Update the data below by replacing every occurrence of "bounding box" with "rectangular outline". Leave everything else unchanged.

◇ ◇ ◇ ◇

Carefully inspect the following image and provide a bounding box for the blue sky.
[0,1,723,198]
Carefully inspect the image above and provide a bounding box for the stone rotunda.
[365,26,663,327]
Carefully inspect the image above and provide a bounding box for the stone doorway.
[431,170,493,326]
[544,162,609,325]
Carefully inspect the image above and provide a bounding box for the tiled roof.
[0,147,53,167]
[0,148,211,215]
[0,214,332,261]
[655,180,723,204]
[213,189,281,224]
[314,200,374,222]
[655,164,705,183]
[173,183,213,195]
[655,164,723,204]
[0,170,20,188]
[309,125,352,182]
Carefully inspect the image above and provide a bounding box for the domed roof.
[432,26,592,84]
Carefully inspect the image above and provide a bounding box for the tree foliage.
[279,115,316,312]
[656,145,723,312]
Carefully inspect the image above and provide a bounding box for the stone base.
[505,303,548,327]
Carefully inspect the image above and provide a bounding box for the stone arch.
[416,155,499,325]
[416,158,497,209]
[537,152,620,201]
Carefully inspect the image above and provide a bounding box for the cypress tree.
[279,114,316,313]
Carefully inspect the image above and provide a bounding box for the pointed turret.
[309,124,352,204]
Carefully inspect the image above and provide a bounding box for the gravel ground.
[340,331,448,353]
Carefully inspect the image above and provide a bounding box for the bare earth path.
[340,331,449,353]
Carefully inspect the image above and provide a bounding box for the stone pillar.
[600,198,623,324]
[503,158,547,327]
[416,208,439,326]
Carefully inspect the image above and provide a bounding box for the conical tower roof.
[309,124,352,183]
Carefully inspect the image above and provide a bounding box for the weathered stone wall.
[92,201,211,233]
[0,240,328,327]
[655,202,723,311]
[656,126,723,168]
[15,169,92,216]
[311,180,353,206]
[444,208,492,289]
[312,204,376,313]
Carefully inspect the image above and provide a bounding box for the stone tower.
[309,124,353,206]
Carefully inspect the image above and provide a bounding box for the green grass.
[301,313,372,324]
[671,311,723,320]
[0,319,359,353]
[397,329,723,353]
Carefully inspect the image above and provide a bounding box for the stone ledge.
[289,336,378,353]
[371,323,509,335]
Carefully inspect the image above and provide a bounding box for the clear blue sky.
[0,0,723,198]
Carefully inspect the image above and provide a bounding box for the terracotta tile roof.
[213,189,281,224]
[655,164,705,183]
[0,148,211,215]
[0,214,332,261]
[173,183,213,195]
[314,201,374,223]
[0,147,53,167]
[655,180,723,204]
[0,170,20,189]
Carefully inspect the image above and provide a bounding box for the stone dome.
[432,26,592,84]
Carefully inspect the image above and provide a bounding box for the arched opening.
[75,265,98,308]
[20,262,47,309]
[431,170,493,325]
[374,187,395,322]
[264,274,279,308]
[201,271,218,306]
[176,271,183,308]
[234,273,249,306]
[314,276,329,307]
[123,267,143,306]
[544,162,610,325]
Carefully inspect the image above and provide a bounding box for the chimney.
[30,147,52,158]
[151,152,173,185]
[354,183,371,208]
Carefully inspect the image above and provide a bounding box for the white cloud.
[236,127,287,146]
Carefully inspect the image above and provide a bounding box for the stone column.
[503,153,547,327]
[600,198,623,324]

◇ ◇ ◇ ◇

■ **RESPONSE TO THE EXERCISE**:
Carefully inspect the following image and provide a rectangular outline for the blue sky.
[0,1,723,198]
Carefully inspect the image above and provide a rectangular outline for the stone rotunda.
[365,26,663,327]
Carefully inspect the image above and provide a rectangular outline for the stone doorway.
[431,170,493,326]
[544,162,609,325]
Carefully inspect the image above and provide a rectangular outline for the tiled roof.
[0,147,53,167]
[0,148,211,215]
[0,214,332,261]
[655,180,723,204]
[213,189,281,224]
[314,200,374,222]
[655,164,705,183]
[173,183,213,195]
[655,164,723,204]
[0,170,20,188]
[309,125,352,182]
Carefully inspect the image above and provide a rectangular outline for the domed roof.
[432,26,592,84]
Carefully inspect the image above and provide a rectangular outline for the tree foliage.
[279,115,316,312]
[656,145,723,312]
Carefully inspect the image above and provide a rectangular outline for the stone base.
[505,303,548,327]
Carefully inspect the image above and provide a rectangular outline for the stone arch.
[416,155,499,325]
[416,158,497,209]
[537,152,620,201]
Carefully inspect the image above and provide a rectangular outline for the cypress tree.
[279,114,316,313]
Carefully inspect the image above and provide a rectangular outline for the pointed turret.
[309,124,352,204]
Carefully inspect the image above and provide a rectangular outline for the gravel ground.
[340,331,448,353]
Carefully inspect the image above and provide a rectangular outline for the bare earth path.
[340,331,449,353]
Carefully inspect the image above and provide a rectangular outline for the stone pillar.
[600,198,623,324]
[503,158,547,327]
[416,208,439,326]
Carefully inspect the image above and provide a rectangular outline for the conical tower roof.
[309,124,352,183]
Carefully inspect the image above and provide a rectangular outline for the weathered stone wall.
[92,201,211,233]
[0,240,328,327]
[655,202,723,311]
[656,126,723,168]
[15,169,92,216]
[311,180,353,206]
[444,208,492,289]
[312,204,376,313]
Carefully inspect the image above and provide a rectangular outline for the stone tower.
[309,124,353,206]
Carefully inspect the image above and provide a rectangular outline for the green grass.
[301,313,372,324]
[671,311,723,320]
[0,319,359,353]
[397,329,723,353]
Carefully inspect the image above and provide a rectangular outline for the stone ledge.
[289,336,378,353]
[371,323,509,335]
Carefully inspect the image above and provide a rectangular outline for the clear blue sky.
[0,0,723,198]
Carefully inspect the image above and provide a rectangular outline for the terracotta tile roof.
[213,189,281,224]
[655,164,705,183]
[0,148,211,215]
[0,214,332,261]
[173,183,213,195]
[314,201,374,223]
[0,147,53,167]
[655,180,723,204]
[0,170,20,189]
Carefully inspect the image above and provide a rectangular outline for the stone dome.
[432,26,592,84]
Carefully inspect the image above and provide a rectangular outline for the arched opening.
[75,265,98,308]
[20,262,47,309]
[431,170,493,325]
[374,187,395,322]
[264,274,279,308]
[201,271,218,306]
[176,271,183,308]
[234,273,249,306]
[314,276,329,307]
[123,267,143,306]
[544,162,610,325]
Carefully inspect the image above and provide a rectangular outline for the chimney.
[30,147,52,158]
[151,152,173,185]
[354,183,371,208]
Carefully inspect the image above and provide a rectangular outline for the white cloud.
[236,127,287,146]
Carefully inspect the image above and provide a rectangular outline for the stone column.
[503,153,547,327]
[600,198,623,324]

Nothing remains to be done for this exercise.